課題の指示:
• a. 抜粋によると、花王が「UNLICS (アンリクス)」をローンチしたのはいつですか。
• b. 抜粋では、花王がZ世代向けのメンズコスメブランドを新たに立ち上げた背景として何が挙げられていますか。

抜粋:
------

投稿日 2023/02/20

Z 世代男性向け化粧品アンリクス。お客さん視点になることの本質


今回のテーマは顧客理解です。「お客さん視点になることの本質は何か」 という話です。

おもしろいと思った花王の化粧品ブランドを取り上げ、マーケティングに学べることを掘り下げます。

✓ この記事でわかること
  • Z 世代の男性向け化粧品アンリクス
  • 言語化したZ 世代男性のメイクの捉え方
  • お客さん視点になることの本質

よかったら最後までぜひ読んでみてください。

化粧品 「UNLICS (アンリクス) 」 



こちらの記事を読みました。

花王が Z 世代向け新ブランド - 誕生の裏に 「新入社員時代の疑問」|日経クロストレンド

Z 世代男性向けの新ブランド


花王が新たに発売した Z 世代向けの化粧品ブランド 「UNLICS (アンリクス) 」 についての記事です。

花王が2022年12月に、Z 世代向けのメンズコスメブランド 「UNLICS (アンリクス) 」 を新たにローンチした。Z 世代の男性の化粧品購入率が伸長している背景をくみ、4品目12品種を展開する。

現時点では EC 限定で販売予定だが、将来的にはグローバルに展開し年間50億円の売り上げを計画している。

 「メイクは服装や髪型を変えるのと同じ」 


開発担当者の 「若年男性がメイクをどう捉えているか」 の見立てが興味深かったです。

------

提供情報:
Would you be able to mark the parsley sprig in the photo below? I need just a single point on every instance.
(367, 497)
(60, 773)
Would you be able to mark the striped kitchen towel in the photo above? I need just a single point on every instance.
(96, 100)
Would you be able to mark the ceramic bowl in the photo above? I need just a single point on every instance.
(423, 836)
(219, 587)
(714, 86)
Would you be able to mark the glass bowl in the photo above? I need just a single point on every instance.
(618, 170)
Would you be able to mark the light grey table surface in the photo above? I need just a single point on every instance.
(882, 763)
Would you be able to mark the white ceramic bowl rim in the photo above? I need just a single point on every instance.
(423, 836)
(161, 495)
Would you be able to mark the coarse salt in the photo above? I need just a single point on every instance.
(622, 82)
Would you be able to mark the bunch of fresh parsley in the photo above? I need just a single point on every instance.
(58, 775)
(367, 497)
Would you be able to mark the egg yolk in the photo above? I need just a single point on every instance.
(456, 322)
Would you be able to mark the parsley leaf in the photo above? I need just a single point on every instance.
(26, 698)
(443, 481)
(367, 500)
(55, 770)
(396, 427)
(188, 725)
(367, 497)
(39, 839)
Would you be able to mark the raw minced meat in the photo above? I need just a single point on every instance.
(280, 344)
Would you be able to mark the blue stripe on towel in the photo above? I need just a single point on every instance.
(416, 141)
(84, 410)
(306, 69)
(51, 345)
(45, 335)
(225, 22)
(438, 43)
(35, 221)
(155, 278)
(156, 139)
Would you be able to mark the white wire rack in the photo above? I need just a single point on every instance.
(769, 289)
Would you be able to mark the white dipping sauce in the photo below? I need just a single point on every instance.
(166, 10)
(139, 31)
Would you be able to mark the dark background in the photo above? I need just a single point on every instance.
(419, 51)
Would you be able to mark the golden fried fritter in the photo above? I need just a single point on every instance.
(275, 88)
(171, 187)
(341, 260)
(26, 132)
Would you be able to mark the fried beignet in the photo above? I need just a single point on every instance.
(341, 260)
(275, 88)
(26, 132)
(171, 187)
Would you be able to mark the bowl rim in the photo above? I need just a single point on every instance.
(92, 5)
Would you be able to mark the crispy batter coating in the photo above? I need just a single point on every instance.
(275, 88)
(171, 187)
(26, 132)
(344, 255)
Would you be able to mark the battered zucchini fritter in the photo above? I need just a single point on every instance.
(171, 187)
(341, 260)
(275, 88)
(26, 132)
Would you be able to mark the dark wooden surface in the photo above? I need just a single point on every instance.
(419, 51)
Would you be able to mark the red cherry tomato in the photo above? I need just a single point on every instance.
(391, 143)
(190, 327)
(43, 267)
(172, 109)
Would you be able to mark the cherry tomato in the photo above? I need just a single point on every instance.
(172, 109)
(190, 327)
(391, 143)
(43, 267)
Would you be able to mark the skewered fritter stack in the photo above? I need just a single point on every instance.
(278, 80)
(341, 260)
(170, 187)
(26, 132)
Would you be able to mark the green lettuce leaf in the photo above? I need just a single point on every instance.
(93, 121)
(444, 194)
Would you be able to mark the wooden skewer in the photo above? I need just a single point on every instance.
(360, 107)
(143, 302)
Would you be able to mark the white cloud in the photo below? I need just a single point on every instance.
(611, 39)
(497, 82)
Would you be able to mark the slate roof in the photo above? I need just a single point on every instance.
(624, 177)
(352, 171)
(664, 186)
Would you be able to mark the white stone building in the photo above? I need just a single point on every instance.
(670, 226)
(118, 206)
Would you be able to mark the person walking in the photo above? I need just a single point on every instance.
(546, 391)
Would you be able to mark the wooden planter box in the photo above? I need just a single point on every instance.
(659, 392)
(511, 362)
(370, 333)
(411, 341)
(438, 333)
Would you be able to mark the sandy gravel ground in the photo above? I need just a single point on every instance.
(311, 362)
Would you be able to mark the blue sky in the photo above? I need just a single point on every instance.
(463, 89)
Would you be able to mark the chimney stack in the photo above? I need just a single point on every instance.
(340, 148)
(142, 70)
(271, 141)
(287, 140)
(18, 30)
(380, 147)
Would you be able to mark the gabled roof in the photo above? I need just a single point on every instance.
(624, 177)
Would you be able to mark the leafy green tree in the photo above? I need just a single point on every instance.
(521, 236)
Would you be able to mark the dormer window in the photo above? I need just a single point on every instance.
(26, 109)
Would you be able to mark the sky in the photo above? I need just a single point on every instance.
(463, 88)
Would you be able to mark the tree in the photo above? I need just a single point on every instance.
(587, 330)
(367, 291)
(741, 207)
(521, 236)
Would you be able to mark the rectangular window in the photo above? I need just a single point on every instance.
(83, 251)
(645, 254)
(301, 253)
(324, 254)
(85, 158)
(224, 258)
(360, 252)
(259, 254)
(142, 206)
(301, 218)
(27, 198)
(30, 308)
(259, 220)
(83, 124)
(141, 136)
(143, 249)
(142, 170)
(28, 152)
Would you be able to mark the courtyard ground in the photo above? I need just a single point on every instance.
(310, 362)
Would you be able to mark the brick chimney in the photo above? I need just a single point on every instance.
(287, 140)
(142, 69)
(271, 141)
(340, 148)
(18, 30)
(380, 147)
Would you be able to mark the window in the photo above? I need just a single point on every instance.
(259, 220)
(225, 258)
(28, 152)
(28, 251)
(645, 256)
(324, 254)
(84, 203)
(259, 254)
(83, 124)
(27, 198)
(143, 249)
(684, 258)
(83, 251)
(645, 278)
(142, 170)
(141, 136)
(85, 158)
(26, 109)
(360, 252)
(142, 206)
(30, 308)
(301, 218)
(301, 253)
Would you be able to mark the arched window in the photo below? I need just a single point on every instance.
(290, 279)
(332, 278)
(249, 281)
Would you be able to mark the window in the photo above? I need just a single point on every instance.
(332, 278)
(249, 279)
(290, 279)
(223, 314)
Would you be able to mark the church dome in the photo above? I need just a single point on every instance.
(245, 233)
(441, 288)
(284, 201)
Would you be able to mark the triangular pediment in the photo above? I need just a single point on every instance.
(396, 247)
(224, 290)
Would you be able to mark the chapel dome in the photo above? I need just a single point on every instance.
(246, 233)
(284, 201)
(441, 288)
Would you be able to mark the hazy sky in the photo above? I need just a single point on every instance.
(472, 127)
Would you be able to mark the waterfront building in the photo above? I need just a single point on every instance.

------

解答例:
• a. 2022年12月です。

• b. Z世代の男性の化粧品購入率が伸びていることが背景として挙げられています。それを受けて、花王は4品目12品種を展開するとしています。